§ **What the exercise asks**
Once the line containing "Note to the class: identify the man's" is found, set down that line and each one after it exactly, through the end of the entries.

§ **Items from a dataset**
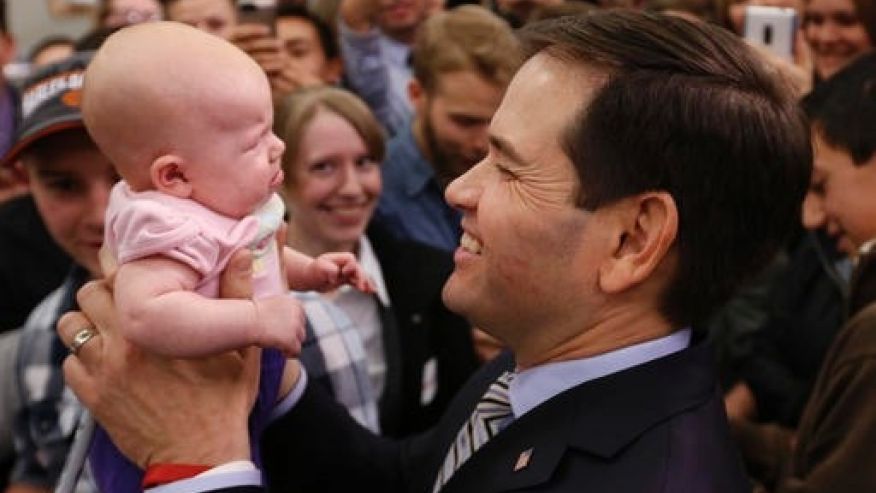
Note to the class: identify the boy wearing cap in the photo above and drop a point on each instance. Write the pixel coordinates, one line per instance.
(70, 181)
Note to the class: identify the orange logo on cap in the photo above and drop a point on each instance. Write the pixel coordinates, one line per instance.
(72, 98)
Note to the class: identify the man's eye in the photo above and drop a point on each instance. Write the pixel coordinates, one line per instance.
(504, 170)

§ **Output of the exercise**
Note to the class: identify the man's eye in the photo above and drop a point on each instance. Write the pixel coordinates, one line per instance.
(504, 170)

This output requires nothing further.